-------- Records shown --------
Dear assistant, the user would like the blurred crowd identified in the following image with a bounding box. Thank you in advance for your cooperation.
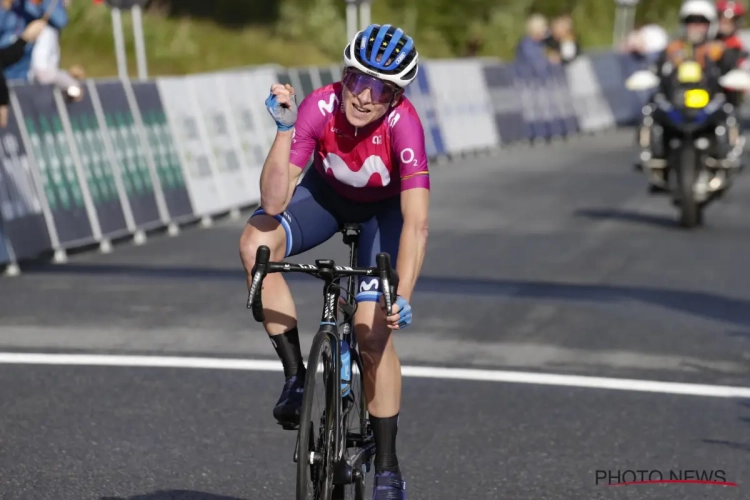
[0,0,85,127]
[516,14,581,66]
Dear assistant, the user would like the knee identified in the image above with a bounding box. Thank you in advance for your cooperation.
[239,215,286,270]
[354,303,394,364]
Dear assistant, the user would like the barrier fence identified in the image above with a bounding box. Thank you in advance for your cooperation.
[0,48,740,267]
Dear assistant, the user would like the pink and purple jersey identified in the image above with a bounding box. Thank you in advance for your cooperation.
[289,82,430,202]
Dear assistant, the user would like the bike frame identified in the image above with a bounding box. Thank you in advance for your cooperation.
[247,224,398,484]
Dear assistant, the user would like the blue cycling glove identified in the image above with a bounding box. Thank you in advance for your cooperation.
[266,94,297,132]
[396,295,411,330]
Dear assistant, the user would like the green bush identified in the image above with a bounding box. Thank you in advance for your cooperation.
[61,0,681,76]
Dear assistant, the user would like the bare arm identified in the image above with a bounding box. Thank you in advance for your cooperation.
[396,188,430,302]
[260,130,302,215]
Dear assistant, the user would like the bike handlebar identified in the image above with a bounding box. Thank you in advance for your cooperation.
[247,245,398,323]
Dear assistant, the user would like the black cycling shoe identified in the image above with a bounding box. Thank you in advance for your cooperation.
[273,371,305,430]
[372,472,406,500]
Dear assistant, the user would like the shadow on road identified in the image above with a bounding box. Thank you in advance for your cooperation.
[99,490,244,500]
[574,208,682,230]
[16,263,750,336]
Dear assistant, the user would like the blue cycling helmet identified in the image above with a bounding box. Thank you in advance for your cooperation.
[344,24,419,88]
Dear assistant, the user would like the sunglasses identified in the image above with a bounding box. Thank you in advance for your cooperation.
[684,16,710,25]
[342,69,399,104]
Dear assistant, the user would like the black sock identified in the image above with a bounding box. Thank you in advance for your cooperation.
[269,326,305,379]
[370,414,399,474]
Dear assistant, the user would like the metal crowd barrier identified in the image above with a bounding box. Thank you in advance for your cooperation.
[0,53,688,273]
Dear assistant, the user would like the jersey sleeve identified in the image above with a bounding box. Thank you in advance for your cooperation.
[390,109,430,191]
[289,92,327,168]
--------
-------- Records shown --------
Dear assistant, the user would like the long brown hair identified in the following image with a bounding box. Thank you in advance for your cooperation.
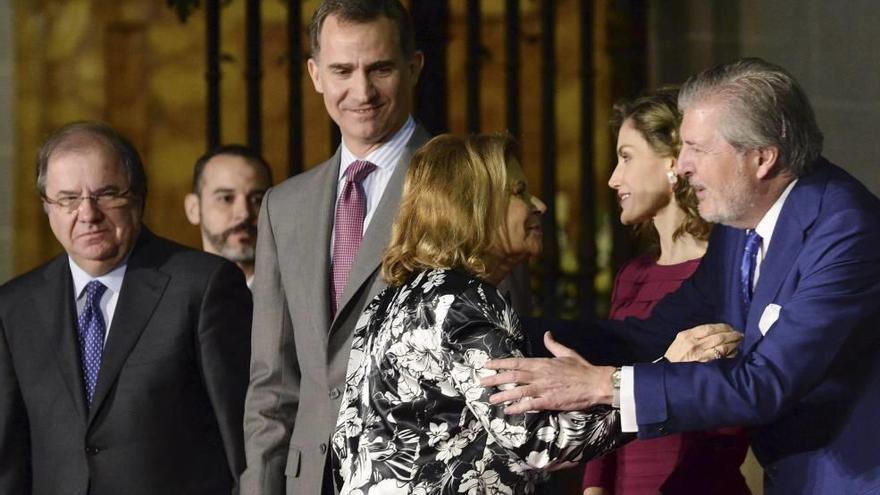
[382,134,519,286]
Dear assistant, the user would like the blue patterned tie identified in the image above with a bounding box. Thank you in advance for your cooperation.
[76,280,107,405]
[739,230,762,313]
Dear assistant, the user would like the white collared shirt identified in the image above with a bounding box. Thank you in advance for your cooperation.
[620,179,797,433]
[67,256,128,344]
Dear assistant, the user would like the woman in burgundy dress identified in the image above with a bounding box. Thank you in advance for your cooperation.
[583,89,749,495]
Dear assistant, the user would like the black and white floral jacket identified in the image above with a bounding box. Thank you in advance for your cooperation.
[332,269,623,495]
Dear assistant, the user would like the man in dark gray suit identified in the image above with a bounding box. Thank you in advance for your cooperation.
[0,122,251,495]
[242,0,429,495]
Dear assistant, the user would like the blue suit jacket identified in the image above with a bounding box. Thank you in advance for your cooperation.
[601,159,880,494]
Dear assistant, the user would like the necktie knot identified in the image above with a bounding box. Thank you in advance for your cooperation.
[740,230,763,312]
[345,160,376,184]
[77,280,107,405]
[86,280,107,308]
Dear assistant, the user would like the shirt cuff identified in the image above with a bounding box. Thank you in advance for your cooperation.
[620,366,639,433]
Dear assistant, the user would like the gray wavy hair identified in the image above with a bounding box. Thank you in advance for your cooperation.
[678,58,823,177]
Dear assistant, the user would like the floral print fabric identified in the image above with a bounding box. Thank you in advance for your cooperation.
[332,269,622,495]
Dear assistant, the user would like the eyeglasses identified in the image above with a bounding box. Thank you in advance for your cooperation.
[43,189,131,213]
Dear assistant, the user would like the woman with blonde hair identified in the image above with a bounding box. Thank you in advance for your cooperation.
--------
-------- Records shown --------
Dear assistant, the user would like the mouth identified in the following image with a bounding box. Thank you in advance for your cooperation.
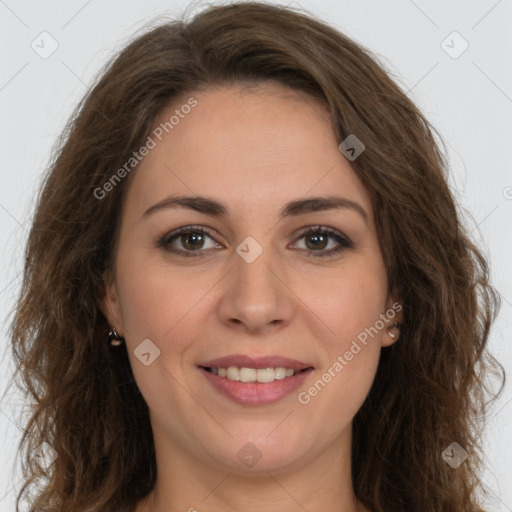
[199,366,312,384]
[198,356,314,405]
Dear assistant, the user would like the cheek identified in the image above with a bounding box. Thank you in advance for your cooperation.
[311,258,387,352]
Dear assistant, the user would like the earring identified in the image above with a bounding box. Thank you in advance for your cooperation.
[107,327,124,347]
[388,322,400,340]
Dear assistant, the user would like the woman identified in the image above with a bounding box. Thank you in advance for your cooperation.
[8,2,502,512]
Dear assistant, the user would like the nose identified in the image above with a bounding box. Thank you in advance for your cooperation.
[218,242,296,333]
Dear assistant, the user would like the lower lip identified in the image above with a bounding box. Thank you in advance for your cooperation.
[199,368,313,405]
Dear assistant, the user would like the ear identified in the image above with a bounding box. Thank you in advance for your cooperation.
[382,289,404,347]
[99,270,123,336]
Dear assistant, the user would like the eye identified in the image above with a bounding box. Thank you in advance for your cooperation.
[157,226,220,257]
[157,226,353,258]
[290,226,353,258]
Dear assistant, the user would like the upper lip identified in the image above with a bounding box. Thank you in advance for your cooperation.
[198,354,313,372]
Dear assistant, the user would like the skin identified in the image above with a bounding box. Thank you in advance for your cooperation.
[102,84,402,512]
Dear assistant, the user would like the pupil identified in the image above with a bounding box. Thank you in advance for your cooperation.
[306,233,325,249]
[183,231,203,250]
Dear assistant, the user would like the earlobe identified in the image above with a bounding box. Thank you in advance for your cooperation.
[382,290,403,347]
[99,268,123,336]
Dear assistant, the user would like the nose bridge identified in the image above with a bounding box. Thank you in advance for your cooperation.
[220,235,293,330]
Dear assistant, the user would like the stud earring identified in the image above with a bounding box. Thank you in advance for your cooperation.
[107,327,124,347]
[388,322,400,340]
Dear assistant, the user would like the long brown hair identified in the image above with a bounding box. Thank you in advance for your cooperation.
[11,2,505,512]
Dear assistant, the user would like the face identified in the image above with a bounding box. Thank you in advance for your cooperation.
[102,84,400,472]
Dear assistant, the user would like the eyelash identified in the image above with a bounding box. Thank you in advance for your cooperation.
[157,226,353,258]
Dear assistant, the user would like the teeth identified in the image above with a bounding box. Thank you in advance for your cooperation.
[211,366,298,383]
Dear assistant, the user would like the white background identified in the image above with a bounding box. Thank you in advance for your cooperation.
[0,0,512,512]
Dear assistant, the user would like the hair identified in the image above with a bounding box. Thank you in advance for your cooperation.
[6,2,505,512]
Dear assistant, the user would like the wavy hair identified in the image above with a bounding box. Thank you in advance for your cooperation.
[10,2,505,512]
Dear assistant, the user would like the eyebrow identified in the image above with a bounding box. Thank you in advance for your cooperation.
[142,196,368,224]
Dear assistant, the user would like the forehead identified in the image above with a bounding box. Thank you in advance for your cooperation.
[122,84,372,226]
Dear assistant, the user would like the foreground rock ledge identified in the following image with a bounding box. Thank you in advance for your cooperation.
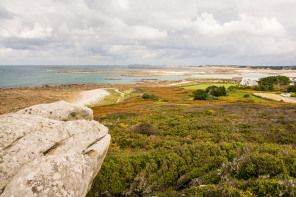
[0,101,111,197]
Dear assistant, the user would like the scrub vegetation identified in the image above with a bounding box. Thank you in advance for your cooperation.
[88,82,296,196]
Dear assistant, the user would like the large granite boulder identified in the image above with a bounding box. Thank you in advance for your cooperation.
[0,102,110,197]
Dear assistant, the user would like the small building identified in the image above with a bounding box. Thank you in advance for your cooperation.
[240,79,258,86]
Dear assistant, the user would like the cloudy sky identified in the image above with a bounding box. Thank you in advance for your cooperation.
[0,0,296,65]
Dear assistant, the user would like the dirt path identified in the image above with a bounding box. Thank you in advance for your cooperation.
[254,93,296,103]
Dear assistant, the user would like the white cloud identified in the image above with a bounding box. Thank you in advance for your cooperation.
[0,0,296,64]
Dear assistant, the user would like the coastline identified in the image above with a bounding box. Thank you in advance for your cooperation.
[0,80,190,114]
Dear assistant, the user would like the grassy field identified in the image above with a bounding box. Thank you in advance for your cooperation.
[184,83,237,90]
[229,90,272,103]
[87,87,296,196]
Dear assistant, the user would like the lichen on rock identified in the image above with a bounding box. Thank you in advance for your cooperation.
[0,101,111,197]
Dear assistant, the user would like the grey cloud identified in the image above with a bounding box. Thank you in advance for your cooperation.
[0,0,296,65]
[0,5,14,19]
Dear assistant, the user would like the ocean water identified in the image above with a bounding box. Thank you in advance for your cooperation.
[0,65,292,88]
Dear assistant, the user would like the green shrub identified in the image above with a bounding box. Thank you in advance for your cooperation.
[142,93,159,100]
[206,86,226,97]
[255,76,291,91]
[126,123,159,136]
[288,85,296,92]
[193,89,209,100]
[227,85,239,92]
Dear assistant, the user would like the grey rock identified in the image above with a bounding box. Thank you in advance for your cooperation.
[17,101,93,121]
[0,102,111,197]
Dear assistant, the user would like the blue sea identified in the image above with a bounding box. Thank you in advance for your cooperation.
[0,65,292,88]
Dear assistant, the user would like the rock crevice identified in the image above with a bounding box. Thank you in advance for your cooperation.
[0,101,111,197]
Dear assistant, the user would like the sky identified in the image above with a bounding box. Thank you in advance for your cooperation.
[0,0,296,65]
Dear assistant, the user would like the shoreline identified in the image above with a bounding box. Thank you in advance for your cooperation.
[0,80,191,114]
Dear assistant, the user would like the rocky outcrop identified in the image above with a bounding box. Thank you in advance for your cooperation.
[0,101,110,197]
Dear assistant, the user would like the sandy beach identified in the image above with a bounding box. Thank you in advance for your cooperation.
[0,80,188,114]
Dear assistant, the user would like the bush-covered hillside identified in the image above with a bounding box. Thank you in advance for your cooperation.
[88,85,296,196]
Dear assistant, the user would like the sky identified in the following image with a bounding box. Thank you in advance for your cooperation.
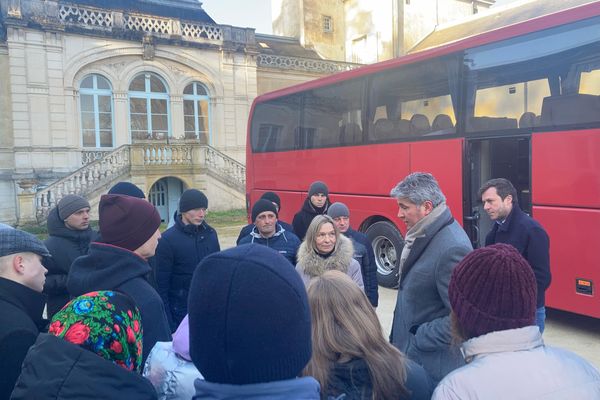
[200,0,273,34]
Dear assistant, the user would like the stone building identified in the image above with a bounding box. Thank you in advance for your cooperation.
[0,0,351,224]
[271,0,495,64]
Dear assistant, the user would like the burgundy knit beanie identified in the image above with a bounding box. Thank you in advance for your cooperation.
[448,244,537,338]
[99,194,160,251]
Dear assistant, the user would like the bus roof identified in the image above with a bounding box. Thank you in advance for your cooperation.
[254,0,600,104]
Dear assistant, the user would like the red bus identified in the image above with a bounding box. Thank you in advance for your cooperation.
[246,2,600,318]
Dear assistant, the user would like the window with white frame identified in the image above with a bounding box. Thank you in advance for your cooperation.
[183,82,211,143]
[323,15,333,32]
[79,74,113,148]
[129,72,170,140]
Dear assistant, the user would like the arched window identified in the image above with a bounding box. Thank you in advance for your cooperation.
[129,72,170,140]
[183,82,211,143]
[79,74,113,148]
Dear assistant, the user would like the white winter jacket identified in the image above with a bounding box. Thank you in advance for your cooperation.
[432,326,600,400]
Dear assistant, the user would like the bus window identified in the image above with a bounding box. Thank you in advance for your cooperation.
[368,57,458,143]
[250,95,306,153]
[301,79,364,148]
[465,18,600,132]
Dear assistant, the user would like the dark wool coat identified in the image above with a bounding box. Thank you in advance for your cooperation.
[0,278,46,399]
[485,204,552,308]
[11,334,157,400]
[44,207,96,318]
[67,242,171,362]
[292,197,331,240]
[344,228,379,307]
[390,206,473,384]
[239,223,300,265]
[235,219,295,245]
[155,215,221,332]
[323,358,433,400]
--------
- Exercise task -
Output the items from the line containing "Dear assistant, the user would like the shadow" through the line containing "[16,263,750,336]" as a two-column CSV with the headers request and answer, one row per request. Put each value in a single quoted field and replace line breaks with spaces.

- Exercise solution -
request,answer
"Dear assistant, the user would like the shadow on road identified in the image above with a bounding box. Thank you in advance for your cooperation.","[99,490,244,500] [574,208,682,230] [16,263,750,336]"